There is by now substantial agreement amongst analysts that a strategy for dal production which ensures supplies and a reasonable degree of self-reliance is sorely needed, and the country cannot go from one crisis to another without a well-worked-out policy. However, the discussion is flawed on its assessments of what governments can and cannot do and on the lack of a short and medium strategy to enhance production. Former CACP chairman Ashok Gulati has endorsed the proposal that government use a fund to stabilise prices. But India’s pulse problem is not contracyclical. Funds work if you have to support prices in one year and sell in another to replenish your fund. The pulses problem is of an endemic shortage which keeps on rising. You will need subsidies and not funds. Earlier imports where around 2 million tonnes; but now they are in the range of 3.5-4.5 million tones and we are running on a downstairs case, so more maybe ahead. Again, governments have been notoriously poor managers of contracyclical policies. My friend Sanat Mehta, who passed away recently, set up a committee under me to solve the groundnut oil problem in Saurashtra. I wanted a contracyclical fund. Shankar Lal Guru, then a prominent market regulator of the Unjha market-yard, told me, “When I trade in mungphali (groundnut), even my munim does not know whether I am buying or selling. But your minister announces his policies, and so we are able to fleece him.”

Second, they want imports. If your policies are as bad as they have been, you will need imports. Since imports are expensive, and particularly given we are poor importers, the need for subsidies for urban consumers is felt. But that will give very wrong signals to the country’s farmers. Incidentally, imports and subsidies will subsidise foreign farmers, in Canada, the US, Australia as also in East Africa and Myanmar. India’s own farmers will suffer. It is like pouring water into a leaking bucket. We will give negative signals before the next rabi season to our agriculturists. They already get the wrong signals, as Gulati points out, from the government’s support to wheat, and a partial import policy will make matters worse. It is of some importance that imports are made with a mild tariff and subsidised as they are even now.

No one is worried about the future. A committee I had chaired on pulses strategy, of which the report is printed, worked on a short- and medium-term strategy to enhance production; it also included a Bt pulses seeds strategy. The report is gathering dust, after some activity when Sharad Pawar was the Union agriculture minister.

» WRITTEN REQUEST A
Which lines of the entries below contain the string "metal"? Copy out each of those lines.

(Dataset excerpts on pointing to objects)
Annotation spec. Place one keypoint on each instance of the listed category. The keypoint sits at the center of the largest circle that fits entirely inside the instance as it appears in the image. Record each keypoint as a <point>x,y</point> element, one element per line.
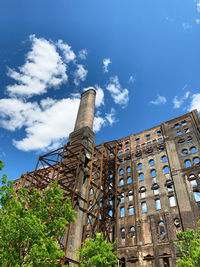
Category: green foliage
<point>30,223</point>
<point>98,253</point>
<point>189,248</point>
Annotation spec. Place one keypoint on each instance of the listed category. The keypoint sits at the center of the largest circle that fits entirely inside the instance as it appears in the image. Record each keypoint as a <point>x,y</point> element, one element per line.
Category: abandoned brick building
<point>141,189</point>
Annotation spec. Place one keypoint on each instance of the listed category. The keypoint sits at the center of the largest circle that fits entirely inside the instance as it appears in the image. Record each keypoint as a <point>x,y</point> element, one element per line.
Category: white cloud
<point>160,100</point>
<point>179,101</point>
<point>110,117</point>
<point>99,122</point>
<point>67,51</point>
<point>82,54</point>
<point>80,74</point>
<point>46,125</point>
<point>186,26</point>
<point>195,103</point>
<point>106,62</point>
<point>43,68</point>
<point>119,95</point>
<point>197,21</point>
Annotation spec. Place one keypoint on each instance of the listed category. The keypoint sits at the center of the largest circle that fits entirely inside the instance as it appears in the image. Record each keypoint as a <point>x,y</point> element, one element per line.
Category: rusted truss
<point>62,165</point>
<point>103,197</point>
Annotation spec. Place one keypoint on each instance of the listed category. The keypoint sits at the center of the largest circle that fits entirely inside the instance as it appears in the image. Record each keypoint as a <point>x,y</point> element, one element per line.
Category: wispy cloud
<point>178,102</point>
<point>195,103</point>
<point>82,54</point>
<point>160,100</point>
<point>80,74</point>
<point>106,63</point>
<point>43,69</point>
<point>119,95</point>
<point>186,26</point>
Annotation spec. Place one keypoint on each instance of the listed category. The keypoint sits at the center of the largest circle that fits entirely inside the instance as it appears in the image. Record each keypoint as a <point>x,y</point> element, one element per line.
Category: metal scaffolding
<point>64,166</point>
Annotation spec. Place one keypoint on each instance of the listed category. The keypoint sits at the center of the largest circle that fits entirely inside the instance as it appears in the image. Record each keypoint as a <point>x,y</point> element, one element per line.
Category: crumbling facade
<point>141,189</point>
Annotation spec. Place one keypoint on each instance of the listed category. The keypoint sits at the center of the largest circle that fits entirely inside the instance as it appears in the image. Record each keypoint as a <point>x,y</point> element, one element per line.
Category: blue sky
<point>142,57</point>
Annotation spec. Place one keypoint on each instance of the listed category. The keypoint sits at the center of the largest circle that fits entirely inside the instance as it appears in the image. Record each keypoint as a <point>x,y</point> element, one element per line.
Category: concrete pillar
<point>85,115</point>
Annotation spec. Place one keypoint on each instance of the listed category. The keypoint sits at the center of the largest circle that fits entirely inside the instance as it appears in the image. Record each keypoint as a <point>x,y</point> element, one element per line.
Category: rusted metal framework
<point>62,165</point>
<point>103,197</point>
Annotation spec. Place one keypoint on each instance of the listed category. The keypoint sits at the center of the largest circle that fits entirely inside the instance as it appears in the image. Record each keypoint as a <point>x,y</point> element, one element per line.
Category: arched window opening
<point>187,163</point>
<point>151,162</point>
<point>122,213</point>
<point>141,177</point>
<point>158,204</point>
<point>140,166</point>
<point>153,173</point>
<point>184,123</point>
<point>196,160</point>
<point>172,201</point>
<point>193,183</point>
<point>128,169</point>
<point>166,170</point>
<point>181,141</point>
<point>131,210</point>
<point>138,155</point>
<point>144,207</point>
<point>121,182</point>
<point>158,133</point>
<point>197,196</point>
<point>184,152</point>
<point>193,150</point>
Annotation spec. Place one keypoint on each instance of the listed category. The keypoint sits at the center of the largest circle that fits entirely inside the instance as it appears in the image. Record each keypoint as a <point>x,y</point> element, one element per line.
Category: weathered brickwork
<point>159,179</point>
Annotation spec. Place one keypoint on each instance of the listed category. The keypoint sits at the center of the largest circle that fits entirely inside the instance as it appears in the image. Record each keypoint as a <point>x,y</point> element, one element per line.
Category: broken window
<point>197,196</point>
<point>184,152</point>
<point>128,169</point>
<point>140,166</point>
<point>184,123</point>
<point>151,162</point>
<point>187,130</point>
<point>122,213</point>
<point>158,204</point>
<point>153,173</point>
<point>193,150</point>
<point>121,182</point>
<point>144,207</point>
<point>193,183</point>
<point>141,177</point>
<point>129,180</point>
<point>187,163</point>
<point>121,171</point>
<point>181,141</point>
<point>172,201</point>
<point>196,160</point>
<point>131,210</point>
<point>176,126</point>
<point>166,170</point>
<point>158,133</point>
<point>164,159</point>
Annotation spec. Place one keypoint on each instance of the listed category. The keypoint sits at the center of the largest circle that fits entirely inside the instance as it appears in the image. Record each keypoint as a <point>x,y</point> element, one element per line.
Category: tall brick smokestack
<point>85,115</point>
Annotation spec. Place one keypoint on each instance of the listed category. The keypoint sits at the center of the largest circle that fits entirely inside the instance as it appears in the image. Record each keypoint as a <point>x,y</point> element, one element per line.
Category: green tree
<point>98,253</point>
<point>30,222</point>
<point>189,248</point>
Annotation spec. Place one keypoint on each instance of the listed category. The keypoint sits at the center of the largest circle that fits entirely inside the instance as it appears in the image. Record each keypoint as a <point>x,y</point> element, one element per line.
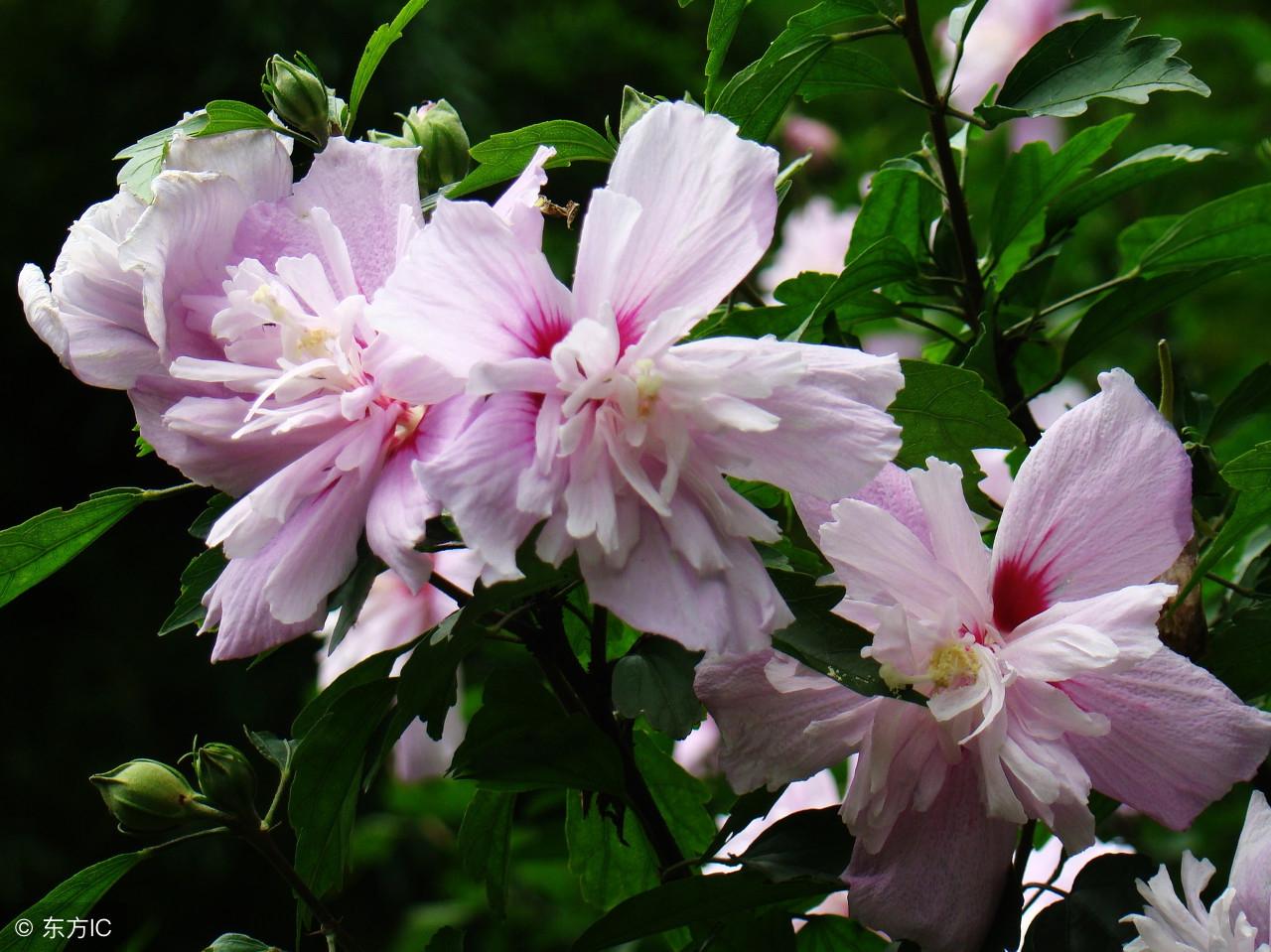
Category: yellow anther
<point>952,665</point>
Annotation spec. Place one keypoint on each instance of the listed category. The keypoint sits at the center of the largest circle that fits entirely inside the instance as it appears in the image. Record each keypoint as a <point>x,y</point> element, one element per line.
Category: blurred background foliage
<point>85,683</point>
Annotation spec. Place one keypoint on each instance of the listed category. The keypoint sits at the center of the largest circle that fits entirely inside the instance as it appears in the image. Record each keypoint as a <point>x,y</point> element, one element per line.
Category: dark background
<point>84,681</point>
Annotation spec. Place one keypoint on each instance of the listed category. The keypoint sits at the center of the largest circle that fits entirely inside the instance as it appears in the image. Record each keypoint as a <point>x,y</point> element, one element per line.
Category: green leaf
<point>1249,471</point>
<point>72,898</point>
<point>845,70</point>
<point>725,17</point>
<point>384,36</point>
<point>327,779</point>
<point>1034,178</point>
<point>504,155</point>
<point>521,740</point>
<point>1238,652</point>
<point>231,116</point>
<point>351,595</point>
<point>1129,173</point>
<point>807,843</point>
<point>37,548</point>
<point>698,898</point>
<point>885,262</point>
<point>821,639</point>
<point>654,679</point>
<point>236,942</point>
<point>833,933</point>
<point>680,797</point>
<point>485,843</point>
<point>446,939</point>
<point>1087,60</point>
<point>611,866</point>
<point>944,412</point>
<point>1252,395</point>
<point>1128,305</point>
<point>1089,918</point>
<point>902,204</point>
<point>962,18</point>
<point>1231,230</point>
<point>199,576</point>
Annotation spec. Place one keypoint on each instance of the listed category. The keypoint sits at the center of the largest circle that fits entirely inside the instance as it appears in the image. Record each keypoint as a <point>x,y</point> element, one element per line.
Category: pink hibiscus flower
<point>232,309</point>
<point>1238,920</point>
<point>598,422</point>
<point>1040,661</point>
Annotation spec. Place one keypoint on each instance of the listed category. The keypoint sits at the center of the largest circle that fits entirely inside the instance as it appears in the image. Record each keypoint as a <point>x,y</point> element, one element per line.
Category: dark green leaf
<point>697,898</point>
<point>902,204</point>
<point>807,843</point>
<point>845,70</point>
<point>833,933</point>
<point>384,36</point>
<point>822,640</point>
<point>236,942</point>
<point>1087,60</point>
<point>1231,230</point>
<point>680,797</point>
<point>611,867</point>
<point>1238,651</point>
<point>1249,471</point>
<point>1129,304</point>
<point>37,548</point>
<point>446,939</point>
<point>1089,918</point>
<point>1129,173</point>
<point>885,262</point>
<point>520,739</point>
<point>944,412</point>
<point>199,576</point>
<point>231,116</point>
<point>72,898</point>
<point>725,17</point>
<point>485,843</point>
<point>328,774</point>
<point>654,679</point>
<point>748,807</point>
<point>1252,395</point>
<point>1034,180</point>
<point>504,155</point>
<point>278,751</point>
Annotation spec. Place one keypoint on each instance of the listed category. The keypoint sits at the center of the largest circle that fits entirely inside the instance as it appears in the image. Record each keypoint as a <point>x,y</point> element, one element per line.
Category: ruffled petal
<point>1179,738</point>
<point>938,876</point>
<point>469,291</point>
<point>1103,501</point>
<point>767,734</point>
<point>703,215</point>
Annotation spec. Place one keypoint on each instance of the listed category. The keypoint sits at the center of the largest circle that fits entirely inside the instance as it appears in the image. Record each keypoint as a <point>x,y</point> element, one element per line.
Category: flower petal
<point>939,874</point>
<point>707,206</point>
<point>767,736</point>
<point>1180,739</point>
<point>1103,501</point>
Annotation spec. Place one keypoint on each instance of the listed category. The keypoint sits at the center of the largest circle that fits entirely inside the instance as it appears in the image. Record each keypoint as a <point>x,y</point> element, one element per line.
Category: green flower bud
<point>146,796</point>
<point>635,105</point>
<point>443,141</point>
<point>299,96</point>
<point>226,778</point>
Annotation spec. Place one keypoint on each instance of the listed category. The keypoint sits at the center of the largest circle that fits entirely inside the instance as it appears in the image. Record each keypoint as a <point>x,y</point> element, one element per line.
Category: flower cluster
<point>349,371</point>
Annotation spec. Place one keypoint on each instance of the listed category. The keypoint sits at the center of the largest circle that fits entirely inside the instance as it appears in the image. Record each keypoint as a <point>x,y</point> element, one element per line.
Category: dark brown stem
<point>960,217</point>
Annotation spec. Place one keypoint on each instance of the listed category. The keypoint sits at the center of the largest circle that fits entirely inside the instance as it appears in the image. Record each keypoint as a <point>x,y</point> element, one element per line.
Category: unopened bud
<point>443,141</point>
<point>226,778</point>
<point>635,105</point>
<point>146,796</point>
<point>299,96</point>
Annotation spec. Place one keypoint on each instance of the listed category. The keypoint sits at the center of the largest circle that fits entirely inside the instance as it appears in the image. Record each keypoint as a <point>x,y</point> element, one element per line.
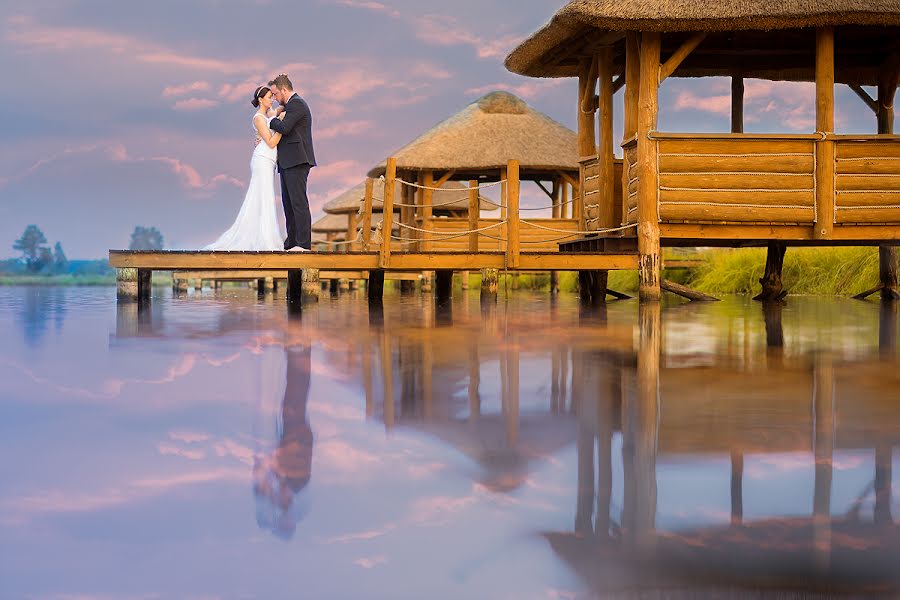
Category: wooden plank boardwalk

» WRITTEN REQUEST B
Can you resume the article on India's pulses policy above, continuing it from after its final sentence?

» WRITTEN REPLY A
Category: metal scaffolding
Category: rusted metal framework

» WRITTEN REPLY B
Then, of course, our old friend, the Essential Commodities Act, is there. So, there are stocking limits. Not only for traders, but retailers, exporters, importers, implemented by a so-called reform-friendly, market-friendly regime. Some ‘show’ raids are done and the figures of pulses obtained are touted. Not a single grain of pulse has been added to the nations granaries, apart from those touted in the histrionics. If the past is any guide, and as many official reports have shown, such regulations are the major cause of black money. Also, may be, of corruption.

What is the government doing to enhance more production in the upcoming rabi season? Who is responsible for that, since the Planning Commission has been abolished? Unless perverted policies are followed, the price signals are there for the kisan. A seeds policy is essential, as also availability of pesticides, as Rallis has shown in its I Shakti producer companies, which come from a committee I chaired when Arun Jaitley was the minister of corporate affairs. What is happening to the 4 million kisans who have moved to census towns, thousands of them, each crying for market infrastructure; not the APMC structure, thank you? If the government were to support the kisan in what he does, it would never regret it. Can we assure him that the dal he produces will be purchased at 50% above the support price, way below the import price in terms of landed costs in the consuming centres? We supported him in 1975, 1988 and 2008 and he never let us down. Its time we got our act together again.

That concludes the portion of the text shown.